▸ EXERCISE OBJECTIVE
Gather every line in the material below that contains the string "short" and copy each one in full. Case counts when matching.

▸ RECORD SET
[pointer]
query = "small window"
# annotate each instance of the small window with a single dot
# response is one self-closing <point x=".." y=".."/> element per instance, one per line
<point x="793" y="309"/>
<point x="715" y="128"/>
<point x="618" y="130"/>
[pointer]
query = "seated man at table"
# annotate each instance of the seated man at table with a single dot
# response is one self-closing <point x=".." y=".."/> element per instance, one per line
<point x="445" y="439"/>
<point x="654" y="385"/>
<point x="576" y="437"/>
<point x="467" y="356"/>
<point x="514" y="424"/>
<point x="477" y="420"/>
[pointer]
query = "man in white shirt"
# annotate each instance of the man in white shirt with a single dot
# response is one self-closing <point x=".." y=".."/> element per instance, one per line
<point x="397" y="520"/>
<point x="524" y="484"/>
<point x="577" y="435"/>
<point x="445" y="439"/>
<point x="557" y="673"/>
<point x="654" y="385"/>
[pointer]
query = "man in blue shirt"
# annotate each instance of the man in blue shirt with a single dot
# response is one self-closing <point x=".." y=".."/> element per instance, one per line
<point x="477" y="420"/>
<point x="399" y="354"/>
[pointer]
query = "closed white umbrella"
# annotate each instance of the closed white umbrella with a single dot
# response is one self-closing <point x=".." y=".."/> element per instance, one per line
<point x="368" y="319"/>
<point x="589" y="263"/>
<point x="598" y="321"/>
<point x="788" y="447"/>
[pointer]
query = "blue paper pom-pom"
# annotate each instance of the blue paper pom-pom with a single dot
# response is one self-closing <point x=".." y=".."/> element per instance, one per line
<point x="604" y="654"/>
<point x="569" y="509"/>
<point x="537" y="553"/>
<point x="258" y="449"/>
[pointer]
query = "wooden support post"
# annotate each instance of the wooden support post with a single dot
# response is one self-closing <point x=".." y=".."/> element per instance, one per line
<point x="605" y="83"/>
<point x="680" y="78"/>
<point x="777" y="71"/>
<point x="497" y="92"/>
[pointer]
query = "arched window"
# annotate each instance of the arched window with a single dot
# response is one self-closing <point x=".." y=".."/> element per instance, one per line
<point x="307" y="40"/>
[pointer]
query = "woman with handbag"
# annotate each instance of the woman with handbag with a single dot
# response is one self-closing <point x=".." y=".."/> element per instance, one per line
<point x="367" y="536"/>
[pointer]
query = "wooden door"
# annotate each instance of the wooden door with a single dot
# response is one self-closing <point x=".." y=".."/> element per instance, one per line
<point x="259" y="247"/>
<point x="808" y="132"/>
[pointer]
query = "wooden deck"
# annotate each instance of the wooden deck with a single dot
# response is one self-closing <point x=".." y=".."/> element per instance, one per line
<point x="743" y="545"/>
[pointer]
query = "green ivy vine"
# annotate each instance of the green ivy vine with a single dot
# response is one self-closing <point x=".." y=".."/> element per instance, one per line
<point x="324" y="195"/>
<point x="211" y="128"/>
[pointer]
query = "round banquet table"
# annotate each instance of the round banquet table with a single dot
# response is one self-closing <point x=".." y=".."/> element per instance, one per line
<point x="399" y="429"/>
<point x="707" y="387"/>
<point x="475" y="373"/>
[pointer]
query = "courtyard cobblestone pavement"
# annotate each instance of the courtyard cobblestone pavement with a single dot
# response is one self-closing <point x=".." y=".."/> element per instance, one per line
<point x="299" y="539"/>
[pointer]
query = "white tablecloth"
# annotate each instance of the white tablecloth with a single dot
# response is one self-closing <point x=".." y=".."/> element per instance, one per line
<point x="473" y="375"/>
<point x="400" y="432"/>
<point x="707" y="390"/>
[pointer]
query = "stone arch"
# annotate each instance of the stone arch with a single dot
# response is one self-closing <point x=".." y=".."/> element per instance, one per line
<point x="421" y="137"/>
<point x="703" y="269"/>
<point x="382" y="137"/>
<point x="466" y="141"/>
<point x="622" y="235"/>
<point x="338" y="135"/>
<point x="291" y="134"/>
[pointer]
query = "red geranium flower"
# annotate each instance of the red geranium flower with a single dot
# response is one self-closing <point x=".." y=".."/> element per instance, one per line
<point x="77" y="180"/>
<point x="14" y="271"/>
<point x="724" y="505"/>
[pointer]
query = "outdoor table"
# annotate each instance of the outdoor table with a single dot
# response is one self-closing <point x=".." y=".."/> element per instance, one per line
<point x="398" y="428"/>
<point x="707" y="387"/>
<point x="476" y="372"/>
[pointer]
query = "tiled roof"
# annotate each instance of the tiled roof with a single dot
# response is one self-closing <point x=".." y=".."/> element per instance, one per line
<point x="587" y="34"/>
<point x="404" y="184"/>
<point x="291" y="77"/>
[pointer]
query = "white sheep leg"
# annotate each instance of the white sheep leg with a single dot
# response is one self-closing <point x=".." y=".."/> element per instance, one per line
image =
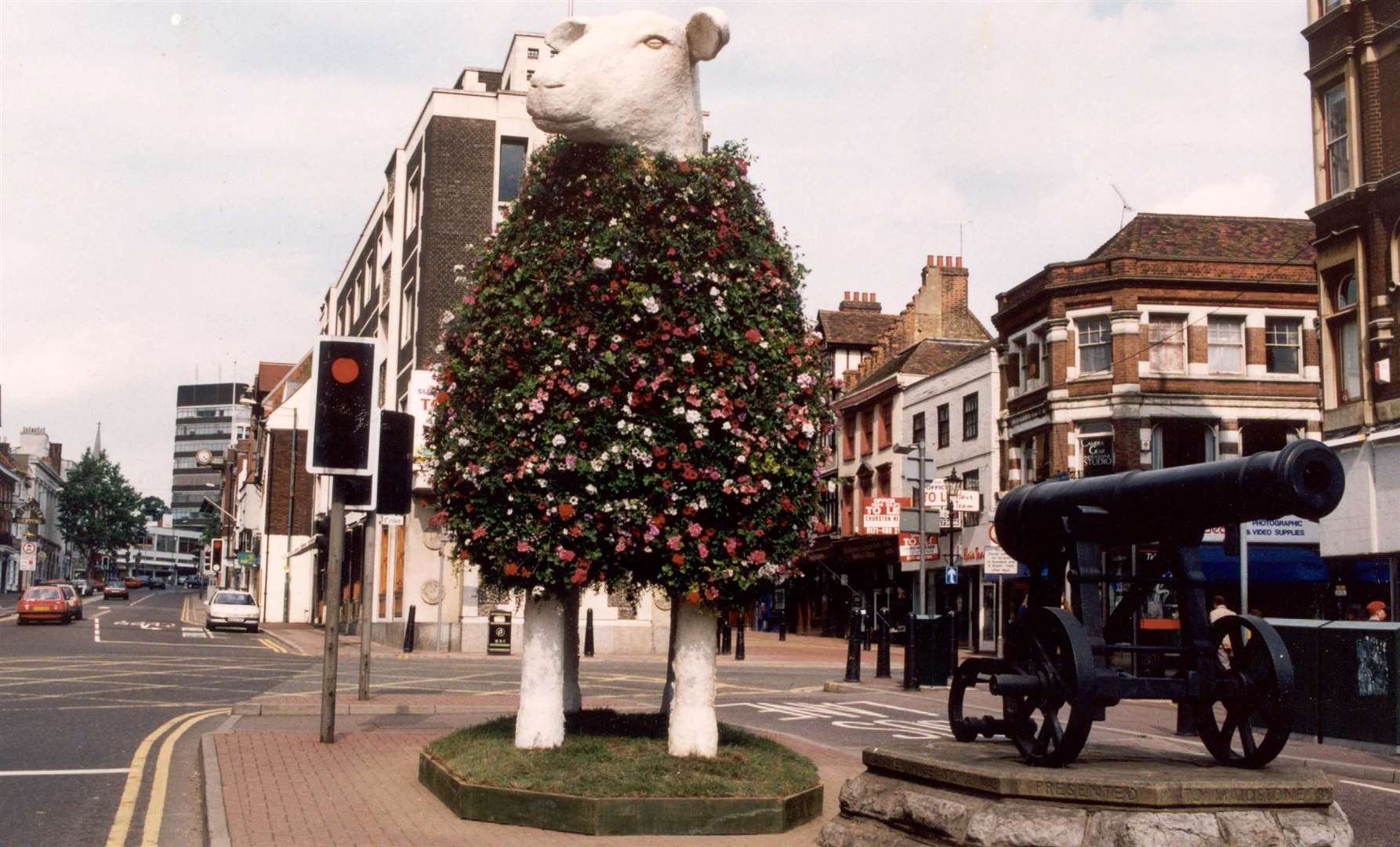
<point x="573" y="695"/>
<point x="541" y="718"/>
<point x="693" y="729"/>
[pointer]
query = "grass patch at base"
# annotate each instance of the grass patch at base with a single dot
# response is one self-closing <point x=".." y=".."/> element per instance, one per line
<point x="608" y="754"/>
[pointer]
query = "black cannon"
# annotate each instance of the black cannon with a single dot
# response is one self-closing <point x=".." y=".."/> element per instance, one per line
<point x="1056" y="678"/>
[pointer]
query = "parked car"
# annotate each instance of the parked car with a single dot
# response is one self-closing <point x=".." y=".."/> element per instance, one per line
<point x="44" y="602"/>
<point x="233" y="608"/>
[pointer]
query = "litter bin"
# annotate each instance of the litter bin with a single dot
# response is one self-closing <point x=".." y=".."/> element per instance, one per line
<point x="934" y="642"/>
<point x="1360" y="684"/>
<point x="499" y="633"/>
<point x="1302" y="638"/>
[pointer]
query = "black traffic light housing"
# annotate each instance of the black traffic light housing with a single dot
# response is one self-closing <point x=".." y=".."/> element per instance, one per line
<point x="345" y="417"/>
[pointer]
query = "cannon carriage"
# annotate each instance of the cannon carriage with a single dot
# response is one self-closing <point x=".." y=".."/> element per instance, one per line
<point x="1057" y="677"/>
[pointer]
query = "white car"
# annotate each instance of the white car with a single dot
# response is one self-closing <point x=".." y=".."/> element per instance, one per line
<point x="233" y="608"/>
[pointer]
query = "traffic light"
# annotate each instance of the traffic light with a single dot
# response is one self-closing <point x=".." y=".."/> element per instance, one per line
<point x="345" y="419"/>
<point x="390" y="492"/>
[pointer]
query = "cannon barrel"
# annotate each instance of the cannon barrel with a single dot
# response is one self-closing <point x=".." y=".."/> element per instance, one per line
<point x="1304" y="479"/>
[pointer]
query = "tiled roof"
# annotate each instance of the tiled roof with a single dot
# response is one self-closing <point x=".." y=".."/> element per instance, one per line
<point x="924" y="358"/>
<point x="853" y="326"/>
<point x="1213" y="237"/>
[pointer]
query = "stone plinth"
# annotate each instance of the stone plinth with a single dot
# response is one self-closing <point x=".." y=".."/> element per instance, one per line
<point x="981" y="794"/>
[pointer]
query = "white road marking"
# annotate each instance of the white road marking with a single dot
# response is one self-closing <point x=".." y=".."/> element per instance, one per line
<point x="1369" y="786"/>
<point x="71" y="772"/>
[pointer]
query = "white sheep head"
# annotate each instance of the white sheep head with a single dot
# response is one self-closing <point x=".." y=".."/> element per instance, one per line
<point x="628" y="78"/>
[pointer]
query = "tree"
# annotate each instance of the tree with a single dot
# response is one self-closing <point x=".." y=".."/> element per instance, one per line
<point x="153" y="508"/>
<point x="629" y="392"/>
<point x="100" y="513"/>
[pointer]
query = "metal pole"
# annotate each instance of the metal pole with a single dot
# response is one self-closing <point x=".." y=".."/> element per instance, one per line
<point x="441" y="601"/>
<point x="920" y="601"/>
<point x="1243" y="572"/>
<point x="336" y="547"/>
<point x="366" y="622"/>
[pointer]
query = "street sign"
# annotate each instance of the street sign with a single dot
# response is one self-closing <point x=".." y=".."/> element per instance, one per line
<point x="28" y="556"/>
<point x="881" y="517"/>
<point x="997" y="563"/>
<point x="968" y="501"/>
<point x="935" y="495"/>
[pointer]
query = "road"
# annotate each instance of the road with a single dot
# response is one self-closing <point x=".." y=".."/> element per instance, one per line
<point x="100" y="720"/>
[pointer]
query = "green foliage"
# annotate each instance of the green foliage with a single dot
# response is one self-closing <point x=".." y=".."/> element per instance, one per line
<point x="153" y="507"/>
<point x="100" y="511"/>
<point x="629" y="388"/>
<point x="607" y="754"/>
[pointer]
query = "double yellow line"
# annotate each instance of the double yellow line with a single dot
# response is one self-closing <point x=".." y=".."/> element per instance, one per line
<point x="160" y="780"/>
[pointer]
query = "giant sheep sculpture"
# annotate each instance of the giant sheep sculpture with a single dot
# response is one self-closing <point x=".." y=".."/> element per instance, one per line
<point x="628" y="78"/>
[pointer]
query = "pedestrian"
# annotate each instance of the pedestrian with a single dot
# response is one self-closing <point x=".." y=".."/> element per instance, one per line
<point x="1223" y="650"/>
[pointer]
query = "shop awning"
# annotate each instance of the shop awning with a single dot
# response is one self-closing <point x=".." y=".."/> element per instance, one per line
<point x="1268" y="563"/>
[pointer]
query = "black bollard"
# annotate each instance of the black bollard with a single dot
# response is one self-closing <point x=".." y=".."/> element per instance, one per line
<point x="408" y="631"/>
<point x="910" y="657"/>
<point x="883" y="656"/>
<point x="853" y="650"/>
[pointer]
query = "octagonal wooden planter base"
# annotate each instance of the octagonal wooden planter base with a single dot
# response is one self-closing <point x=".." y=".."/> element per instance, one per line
<point x="619" y="815"/>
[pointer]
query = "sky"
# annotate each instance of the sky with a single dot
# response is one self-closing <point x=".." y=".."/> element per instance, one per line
<point x="180" y="182"/>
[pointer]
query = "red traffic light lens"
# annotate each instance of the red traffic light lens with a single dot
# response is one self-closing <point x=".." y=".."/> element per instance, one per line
<point x="345" y="370"/>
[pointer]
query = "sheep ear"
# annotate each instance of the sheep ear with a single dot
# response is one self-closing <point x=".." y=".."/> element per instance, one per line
<point x="566" y="32"/>
<point x="707" y="32"/>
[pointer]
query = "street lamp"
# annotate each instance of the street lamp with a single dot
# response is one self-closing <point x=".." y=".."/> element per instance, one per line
<point x="919" y="503"/>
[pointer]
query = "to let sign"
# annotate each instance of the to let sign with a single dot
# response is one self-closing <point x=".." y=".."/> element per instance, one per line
<point x="935" y="495"/>
<point x="883" y="517"/>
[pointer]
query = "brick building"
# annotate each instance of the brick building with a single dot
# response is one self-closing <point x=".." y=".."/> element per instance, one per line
<point x="1354" y="75"/>
<point x="934" y="332"/>
<point x="1182" y="339"/>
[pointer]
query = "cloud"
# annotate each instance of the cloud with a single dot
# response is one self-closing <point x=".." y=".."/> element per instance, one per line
<point x="180" y="196"/>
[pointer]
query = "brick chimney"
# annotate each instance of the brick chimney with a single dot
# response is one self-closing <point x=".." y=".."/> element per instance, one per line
<point x="858" y="301"/>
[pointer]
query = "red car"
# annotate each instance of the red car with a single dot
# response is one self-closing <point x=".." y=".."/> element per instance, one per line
<point x="44" y="602"/>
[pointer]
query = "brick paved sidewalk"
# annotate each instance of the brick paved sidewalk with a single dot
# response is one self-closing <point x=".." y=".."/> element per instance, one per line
<point x="286" y="787"/>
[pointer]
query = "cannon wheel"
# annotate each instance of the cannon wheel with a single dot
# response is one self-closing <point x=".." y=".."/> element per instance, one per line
<point x="967" y="677"/>
<point x="1260" y="681"/>
<point x="1052" y="647"/>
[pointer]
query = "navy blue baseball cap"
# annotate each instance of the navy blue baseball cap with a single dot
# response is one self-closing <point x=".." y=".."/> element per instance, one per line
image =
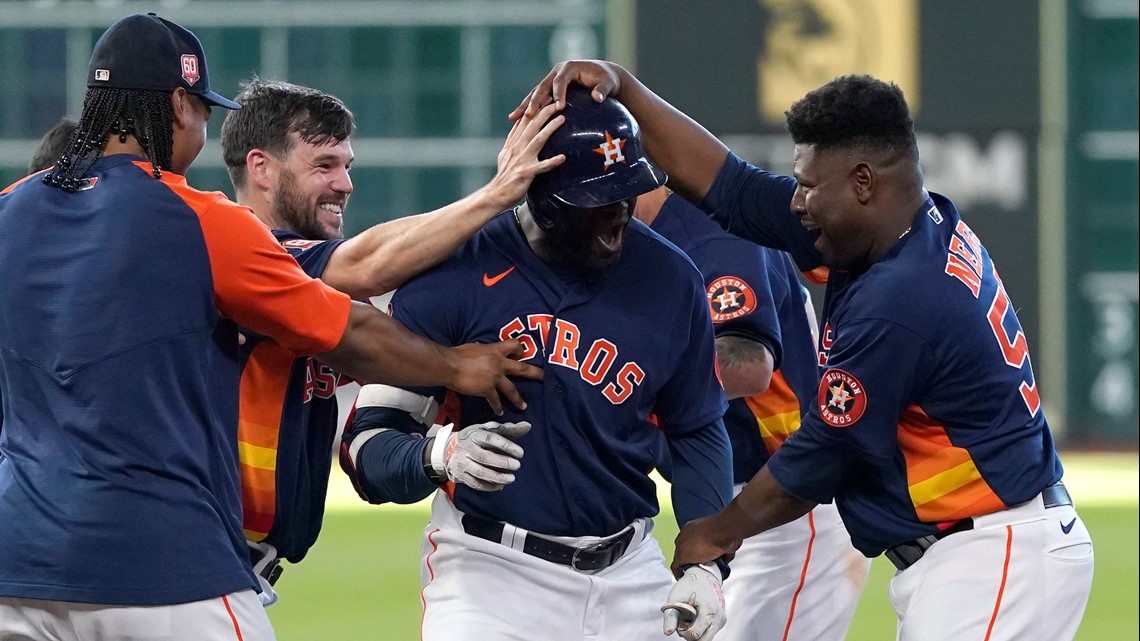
<point x="146" y="51"/>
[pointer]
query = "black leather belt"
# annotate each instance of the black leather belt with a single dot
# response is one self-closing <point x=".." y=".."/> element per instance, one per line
<point x="905" y="554"/>
<point x="271" y="570"/>
<point x="591" y="558"/>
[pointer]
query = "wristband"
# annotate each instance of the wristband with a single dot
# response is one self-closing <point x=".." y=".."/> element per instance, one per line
<point x="438" y="448"/>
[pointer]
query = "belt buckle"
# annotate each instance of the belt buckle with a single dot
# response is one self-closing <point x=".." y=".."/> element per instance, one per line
<point x="588" y="549"/>
<point x="573" y="559"/>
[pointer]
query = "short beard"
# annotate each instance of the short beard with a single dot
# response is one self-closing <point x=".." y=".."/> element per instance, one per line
<point x="296" y="212"/>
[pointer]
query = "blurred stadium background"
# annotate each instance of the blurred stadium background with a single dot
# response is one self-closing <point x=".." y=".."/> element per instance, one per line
<point x="1027" y="113"/>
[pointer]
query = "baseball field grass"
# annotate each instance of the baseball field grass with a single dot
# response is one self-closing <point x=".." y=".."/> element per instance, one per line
<point x="361" y="579"/>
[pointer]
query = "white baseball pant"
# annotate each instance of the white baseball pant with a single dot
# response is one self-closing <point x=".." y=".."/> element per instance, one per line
<point x="475" y="590"/>
<point x="1023" y="573"/>
<point x="798" y="582"/>
<point x="237" y="616"/>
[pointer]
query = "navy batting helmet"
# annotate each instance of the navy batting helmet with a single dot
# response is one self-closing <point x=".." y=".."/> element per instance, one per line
<point x="604" y="161"/>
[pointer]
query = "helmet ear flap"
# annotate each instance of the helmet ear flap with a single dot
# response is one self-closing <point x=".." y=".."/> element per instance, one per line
<point x="548" y="213"/>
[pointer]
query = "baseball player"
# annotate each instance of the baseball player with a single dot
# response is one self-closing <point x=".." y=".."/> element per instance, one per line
<point x="119" y="314"/>
<point x="288" y="153"/>
<point x="800" y="581"/>
<point x="928" y="429"/>
<point x="555" y="543"/>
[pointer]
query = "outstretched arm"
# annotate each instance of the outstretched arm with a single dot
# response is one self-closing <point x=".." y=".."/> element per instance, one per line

▸ RESULT OF THIS EXERCISE
query = "short beard"
# annotate each instance of the short beard with a single dot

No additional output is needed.